▸ Instructions to follow: Copy, from the entries below, each line where the word "rock" can be found.

━━━ Material for this exercise

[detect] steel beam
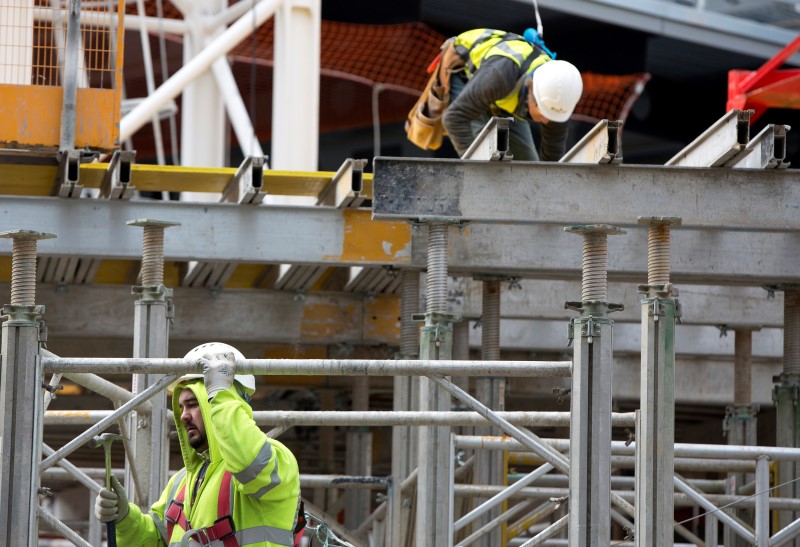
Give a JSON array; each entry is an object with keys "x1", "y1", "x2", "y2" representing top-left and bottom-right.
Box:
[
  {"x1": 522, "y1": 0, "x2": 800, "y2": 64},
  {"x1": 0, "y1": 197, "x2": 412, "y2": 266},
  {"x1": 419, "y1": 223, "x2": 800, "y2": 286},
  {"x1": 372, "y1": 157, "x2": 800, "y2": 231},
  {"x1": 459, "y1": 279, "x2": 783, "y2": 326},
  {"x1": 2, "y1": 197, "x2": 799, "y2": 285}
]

━━━━━━
━━━ Material for this exercise

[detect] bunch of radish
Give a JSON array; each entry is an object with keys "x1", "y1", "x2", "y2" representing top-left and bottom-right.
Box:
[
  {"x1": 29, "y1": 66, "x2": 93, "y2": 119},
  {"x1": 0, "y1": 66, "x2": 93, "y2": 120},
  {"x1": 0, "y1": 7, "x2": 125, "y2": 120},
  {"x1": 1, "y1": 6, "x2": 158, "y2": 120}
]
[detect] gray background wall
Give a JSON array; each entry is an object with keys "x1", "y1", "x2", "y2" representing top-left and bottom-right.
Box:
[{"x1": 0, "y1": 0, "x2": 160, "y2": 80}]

━━━━━━
━━━ Material for this exercise

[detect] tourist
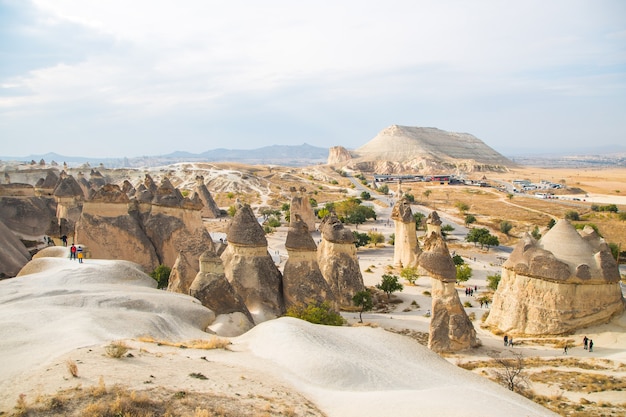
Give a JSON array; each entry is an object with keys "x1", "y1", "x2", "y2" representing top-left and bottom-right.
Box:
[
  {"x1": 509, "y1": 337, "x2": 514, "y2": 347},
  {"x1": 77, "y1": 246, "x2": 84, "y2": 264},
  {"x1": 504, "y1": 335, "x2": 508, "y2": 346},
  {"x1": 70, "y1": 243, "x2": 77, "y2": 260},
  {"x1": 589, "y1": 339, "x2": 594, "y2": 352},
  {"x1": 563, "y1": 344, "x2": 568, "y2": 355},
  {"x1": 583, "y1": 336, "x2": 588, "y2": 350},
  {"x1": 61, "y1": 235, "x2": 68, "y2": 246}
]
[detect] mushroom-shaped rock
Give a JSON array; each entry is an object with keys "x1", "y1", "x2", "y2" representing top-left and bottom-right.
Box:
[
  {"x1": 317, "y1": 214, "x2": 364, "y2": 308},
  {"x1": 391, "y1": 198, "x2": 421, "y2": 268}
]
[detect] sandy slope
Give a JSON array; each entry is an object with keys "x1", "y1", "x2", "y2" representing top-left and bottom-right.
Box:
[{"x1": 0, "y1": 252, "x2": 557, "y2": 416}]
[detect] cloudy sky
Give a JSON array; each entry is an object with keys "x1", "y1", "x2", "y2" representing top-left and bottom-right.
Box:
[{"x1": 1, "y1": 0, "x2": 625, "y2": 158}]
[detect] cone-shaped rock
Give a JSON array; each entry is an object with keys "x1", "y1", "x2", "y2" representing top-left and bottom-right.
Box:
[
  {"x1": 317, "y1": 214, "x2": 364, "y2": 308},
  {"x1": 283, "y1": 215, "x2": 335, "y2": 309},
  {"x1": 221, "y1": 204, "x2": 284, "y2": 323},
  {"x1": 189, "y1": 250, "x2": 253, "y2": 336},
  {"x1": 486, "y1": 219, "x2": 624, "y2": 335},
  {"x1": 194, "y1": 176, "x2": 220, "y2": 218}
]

━━━━━━

▸ Worked solution:
[detect] mushroom-shaped rock
[detect] cone-shaped rock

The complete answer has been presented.